> **EXERCISE DIRECTIONS**:
Your answer should repeat the entries in full, exactly as given, with no pictures.
TASK DATA Block Start
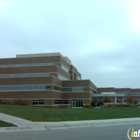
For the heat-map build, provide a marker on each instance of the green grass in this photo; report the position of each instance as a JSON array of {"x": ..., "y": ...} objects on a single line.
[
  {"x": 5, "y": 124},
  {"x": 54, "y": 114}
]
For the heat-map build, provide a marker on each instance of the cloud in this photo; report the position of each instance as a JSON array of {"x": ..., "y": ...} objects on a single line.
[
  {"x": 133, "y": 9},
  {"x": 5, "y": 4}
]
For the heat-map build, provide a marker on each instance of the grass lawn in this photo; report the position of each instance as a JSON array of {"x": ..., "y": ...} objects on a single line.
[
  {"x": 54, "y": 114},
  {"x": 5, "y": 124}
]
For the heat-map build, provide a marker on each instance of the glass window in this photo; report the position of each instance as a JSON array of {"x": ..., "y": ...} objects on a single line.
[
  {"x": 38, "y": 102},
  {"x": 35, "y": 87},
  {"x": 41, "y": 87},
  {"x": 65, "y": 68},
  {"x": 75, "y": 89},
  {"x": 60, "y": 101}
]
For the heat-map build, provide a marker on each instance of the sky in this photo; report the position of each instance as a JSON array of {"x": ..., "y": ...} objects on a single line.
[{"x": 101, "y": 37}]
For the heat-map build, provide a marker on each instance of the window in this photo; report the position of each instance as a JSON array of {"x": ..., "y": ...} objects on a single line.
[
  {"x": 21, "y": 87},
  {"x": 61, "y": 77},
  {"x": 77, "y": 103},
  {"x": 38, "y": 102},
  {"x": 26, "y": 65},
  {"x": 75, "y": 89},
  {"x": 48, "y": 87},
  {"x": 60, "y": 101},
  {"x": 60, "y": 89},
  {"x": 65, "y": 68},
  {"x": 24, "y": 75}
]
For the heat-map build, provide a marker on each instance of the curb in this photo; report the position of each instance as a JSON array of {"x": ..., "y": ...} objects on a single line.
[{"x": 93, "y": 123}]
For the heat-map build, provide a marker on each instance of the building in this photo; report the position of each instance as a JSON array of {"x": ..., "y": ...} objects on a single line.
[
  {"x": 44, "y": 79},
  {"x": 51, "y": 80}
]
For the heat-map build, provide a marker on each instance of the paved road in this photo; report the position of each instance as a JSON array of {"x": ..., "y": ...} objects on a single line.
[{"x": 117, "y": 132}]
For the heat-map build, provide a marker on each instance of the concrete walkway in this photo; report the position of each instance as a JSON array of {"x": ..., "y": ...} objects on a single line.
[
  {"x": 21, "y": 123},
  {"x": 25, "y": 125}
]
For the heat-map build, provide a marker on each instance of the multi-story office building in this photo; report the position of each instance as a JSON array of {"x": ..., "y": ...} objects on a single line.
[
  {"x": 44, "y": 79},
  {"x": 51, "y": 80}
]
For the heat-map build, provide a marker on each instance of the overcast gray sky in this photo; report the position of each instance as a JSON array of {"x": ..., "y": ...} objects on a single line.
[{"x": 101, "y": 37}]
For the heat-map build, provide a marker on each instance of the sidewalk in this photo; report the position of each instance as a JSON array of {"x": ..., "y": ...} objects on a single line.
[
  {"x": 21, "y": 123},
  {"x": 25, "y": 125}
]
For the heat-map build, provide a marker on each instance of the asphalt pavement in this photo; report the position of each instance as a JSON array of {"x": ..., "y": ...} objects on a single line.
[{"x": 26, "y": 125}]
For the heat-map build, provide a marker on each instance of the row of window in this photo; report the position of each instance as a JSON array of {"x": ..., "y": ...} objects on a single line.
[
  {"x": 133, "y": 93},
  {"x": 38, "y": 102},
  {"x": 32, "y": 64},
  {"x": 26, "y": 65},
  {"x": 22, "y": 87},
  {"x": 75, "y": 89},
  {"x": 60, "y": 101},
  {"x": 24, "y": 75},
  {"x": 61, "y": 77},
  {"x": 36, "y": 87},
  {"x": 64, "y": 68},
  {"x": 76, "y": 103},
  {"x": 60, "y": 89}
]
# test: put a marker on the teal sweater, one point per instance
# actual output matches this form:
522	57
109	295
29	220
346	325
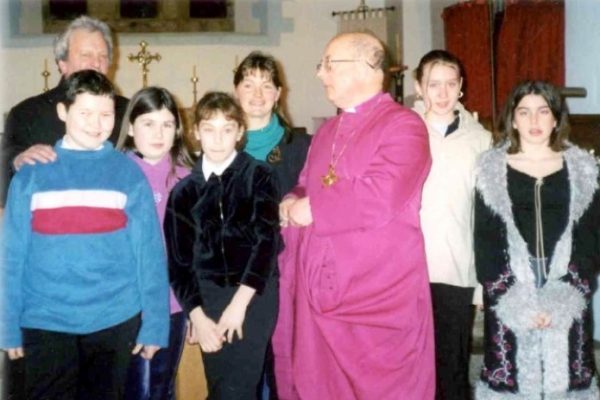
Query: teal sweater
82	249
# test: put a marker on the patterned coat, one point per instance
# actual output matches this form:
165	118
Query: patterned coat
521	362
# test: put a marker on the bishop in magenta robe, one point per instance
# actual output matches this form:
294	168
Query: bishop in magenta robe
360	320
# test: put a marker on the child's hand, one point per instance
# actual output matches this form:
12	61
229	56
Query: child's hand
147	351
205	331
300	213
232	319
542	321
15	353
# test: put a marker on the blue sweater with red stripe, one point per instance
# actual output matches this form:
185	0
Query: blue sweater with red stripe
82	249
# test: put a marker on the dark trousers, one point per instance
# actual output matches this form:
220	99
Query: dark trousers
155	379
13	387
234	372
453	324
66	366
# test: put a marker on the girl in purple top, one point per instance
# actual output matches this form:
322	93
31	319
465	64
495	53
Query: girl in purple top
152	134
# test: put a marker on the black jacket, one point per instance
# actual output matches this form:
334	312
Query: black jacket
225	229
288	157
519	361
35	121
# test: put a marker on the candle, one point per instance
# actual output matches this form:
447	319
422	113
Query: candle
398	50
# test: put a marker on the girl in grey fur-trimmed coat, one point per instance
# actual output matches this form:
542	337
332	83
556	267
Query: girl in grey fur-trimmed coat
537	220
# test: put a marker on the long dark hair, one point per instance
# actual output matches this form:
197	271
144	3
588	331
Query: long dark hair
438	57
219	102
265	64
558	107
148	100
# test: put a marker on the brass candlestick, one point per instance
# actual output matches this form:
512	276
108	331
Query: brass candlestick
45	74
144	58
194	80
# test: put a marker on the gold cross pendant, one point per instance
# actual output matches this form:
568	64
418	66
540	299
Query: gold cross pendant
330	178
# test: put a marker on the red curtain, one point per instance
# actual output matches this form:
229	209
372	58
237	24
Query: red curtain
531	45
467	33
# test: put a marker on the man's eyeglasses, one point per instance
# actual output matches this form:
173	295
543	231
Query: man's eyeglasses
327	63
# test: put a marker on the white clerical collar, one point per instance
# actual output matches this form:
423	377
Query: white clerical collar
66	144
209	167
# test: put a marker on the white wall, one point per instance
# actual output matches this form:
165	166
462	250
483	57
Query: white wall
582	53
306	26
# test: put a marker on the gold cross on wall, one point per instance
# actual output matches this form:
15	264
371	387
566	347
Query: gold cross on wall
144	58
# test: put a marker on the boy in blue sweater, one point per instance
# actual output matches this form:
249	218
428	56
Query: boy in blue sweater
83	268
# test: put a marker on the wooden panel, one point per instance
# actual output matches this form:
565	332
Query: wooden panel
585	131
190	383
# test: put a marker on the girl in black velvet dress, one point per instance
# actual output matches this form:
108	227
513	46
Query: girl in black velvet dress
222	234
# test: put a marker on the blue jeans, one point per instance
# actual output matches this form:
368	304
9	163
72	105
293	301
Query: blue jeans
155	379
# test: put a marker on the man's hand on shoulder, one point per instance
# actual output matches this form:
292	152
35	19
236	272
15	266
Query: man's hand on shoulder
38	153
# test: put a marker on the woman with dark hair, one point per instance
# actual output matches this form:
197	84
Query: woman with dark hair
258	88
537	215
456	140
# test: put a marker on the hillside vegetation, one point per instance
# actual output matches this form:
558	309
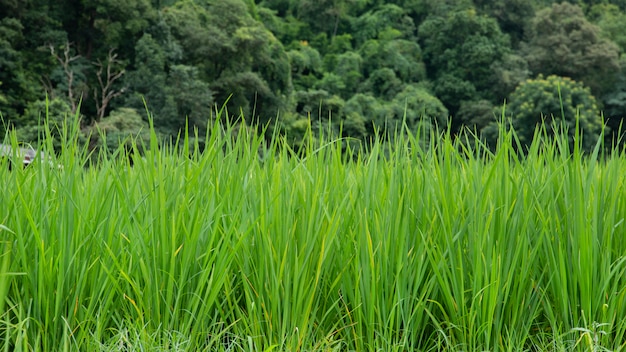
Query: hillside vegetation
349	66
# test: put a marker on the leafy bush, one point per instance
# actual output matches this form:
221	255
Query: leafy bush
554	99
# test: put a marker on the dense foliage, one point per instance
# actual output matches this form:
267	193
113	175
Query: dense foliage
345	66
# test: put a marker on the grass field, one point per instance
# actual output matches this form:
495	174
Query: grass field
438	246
TASK DATA Block End
> **SOLUTION**:
For the heat-map build, provide a marker on each instance of the green grass in this photo; report the position of each instance as a JSON array of {"x": ..., "y": ...} objects on a single line.
[
  {"x": 5, "y": 124},
  {"x": 54, "y": 114}
]
For the heat-map build, provide a marker on each instance of the cloud in this photo; report the position of each instance as a JSON array of {"x": ..., "y": ...} objects on a single line.
[
  {"x": 133, "y": 9},
  {"x": 5, "y": 4}
]
For the heat-map build, provide a marker on each instance of the grass lawn in this photo; report the position of each instance as a JSON array of {"x": ..., "y": ...} objects on a single line.
[
  {"x": 54, "y": 114},
  {"x": 5, "y": 124}
]
For the heat-map build, provide a marker on each instance of the glass window in this photo; report the position of each instance as a JSON array of {"x": ..., "y": ...} objects on a single line.
[
  {"x": 38, "y": 102},
  {"x": 35, "y": 87},
  {"x": 41, "y": 87},
  {"x": 65, "y": 68},
  {"x": 75, "y": 89},
  {"x": 60, "y": 101}
]
For the heat-map build, provide a marker on each instance of the sky in this photo; report the position of each instance as a JSON array of {"x": ..., "y": ...} objects on a single line.
[{"x": 101, "y": 37}]
For the heat-map build, provide a marker on each instance of the window in this photo; report the position of each instance as a JSON array of {"x": ..., "y": ...} objects on a single line.
[
  {"x": 21, "y": 87},
  {"x": 61, "y": 77},
  {"x": 77, "y": 103},
  {"x": 38, "y": 102},
  {"x": 26, "y": 65},
  {"x": 75, "y": 89},
  {"x": 48, "y": 87},
  {"x": 60, "y": 101},
  {"x": 60, "y": 89},
  {"x": 65, "y": 68},
  {"x": 24, "y": 75}
]
For the heat-map build, provide a marker on each instance of the curb in this photo; report the position of each instance as a JSON array of {"x": ..., "y": ...} objects on a single line.
[{"x": 93, "y": 123}]
For the heat-map build, provide a marker on each instance of the building in this photo; report the position of each instance as a JSON array of {"x": ..., "y": ...} objects on a single line.
[
  {"x": 44, "y": 79},
  {"x": 51, "y": 80}
]
For the heat-map build, provide a marker on each instance of the paved road in this photo; report the position of each instance as a JSON array of {"x": ..., "y": ...} objects on a single line.
[{"x": 117, "y": 132}]
For the heat-map build, provide a marker on each instance of the concrete walkway in this photo; report the position of each instance as a JSON array of {"x": ..., "y": ...} objects on a single line.
[
  {"x": 21, "y": 123},
  {"x": 25, "y": 125}
]
For the heat-map build, provide a marker on each instance of the multi-story office building in this photo; report the position of each instance as a JSON array of {"x": ..., "y": ...} objects on a single line.
[
  {"x": 44, "y": 79},
  {"x": 51, "y": 80}
]
For the heat-map build, provide a marker on each instance of the overcast gray sky in this photo; report the position of each instance as a JSON array of {"x": ..., "y": ...} objects on a single line.
[{"x": 101, "y": 37}]
For the heat-map build, provide a marker on each instance of the sidewalk in this photo; report the position of each instance as a JSON array of {"x": ..., "y": ...} objects on a single line.
[
  {"x": 21, "y": 123},
  {"x": 25, "y": 125}
]
For the heat-map build, provide a marker on each instance of the asphalt pavement in this photo; report the position of each instance as a JSON array of {"x": ..., "y": ...} objects on a single line.
[{"x": 26, "y": 125}]
For the heat-map build, provide a marker on each instance of the row of window in this photo; report the position of each instance as a JSON array of {"x": ..., "y": ...} objects on a single line.
[
  {"x": 133, "y": 93},
  {"x": 38, "y": 102},
  {"x": 32, "y": 64},
  {"x": 26, "y": 65},
  {"x": 22, "y": 87},
  {"x": 75, "y": 89},
  {"x": 60, "y": 101},
  {"x": 24, "y": 75},
  {"x": 61, "y": 77},
  {"x": 36, "y": 87},
  {"x": 64, "y": 68},
  {"x": 76, "y": 103},
  {"x": 60, "y": 89}
]
# test: put a marker on the teal sweater, one point per instance
# actual output matches this form:
522	57
109	295
29	220
346	325
Query: teal sweater
82	249
# test: put a marker on the patterned coat, one point per instance
# actual output matches this form:
165	118
Query: patterned coat
521	362
# test: put a marker on the bishop in magenta robe, one point per instance
# actual output matches this form:
294	168
Query: bishop in magenta robe
360	320
# test: put a marker on the child's hand, one point per instance
# actual output matches this form:
12	61
229	56
Query: child's hand
147	351
205	331
300	213
232	319
542	321
15	353
# test: put a marker on the blue sweater with red stripe, one point per instance
# actual output matches this form:
185	0
Query: blue sweater with red stripe
82	249
# test: put a marker on the dark trousers, one point per instance
# actual output matches this form:
220	99
Query: dark trousers
155	379
13	387
234	372
453	324
66	366
# test: put a marker on the girl in purple top, one point per instance
# actual output matches this form:
322	93
31	319
465	64
495	53
Query: girl in purple top
152	134
# test: put a marker on the black jacket, one point per instance
# actual output matches this form:
334	312
Query: black jacket
225	229
288	157
519	361
35	121
# test: put a marker on the candle, one point per instance
# actual output matches this form:
447	319
422	113
Query: candle
398	50
# test: put a marker on the girl in grey fur-trimmed coat, one point per instance
# actual output matches this form:
542	337
332	83
556	267
Query: girl in grey fur-trimmed coat
537	220
# test: put a marker on the long dark hair, one point per instance
# actual output matches this form:
197	271
144	3
588	331
Query: long dark hair
438	57
219	102
265	64
558	107
148	100
# test: put a marker on the brass candlestick, one point per instance
# actual output matches this form:
512	276
108	331
Query: brass candlestick
45	74
144	58
194	80
# test: put a marker on the gold cross pendant, one point per instance
# actual output matches this form:
568	64
418	66
540	299
Query: gold cross pendant
330	178
# test: put a marker on the red curtain, one point per instance
# actual output matches this form:
229	209
372	58
237	24
Query: red curtain
531	45
467	33
# test: put a marker on the man's eyeglasses, one point per instance
# actual output matches this form:
173	295
543	231
Query: man's eyeglasses
327	63
# test: put a marker on the white clerical collar, one point per instance
# actual output matches this form:
423	377
Query: white clerical collar
66	144
209	167
# test: put a marker on the white wall, one point per instance
# actual output matches this form:
165	166
462	250
483	57
Query: white wall
582	53
306	26
# test: put a marker on the gold cross on wall, one point per instance
# actual output matches this form:
15	264
371	387
566	347
Query: gold cross on wall
144	58
# test: put a marker on the boy in blue sweater, one point per instance
# actual output matches this form:
249	218
428	56
Query: boy in blue sweater
83	268
# test: put a marker on the wooden panel, one point per instance
# actual output matches this form:
565	332
Query: wooden panel
585	131
190	383
# test: put a marker on the girl in black velvet dress, one point per instance
# actual output matches this form:
108	227
513	46
Query: girl in black velvet dress
222	234
# test: put a marker on the blue jeans, one point per instance
# actual output matches this form:
368	304
9	163
72	105
293	301
Query: blue jeans
155	379
# test: put a marker on the man's hand on shoulder, one point per instance
# actual output matches this form:
292	152
35	19
236	272
15	266
Query: man's hand on shoulder
38	153
# test: put a marker on the woman with dark hair, one point per instance
# actual output matches this form:
197	84
Query: woman with dark hair
258	88
537	215
456	140
# test: put a marker on the hillside vegetation, one point per instance
# actual output matches this form:
558	309
Query: hillside vegetation
349	66
# test: put a marker on the leafy bush, one point per instance
# actual output matches this form:
221	255
Query: leafy bush
554	99
# test: put a marker on the dense foliage, one point per instance
# actual output matches this form:
267	193
113	175
Query: dense foliage
345	66
# test: put a marker on the grass field, one point per instance
# actual output matches this form:
495	174
Query: grass field
438	246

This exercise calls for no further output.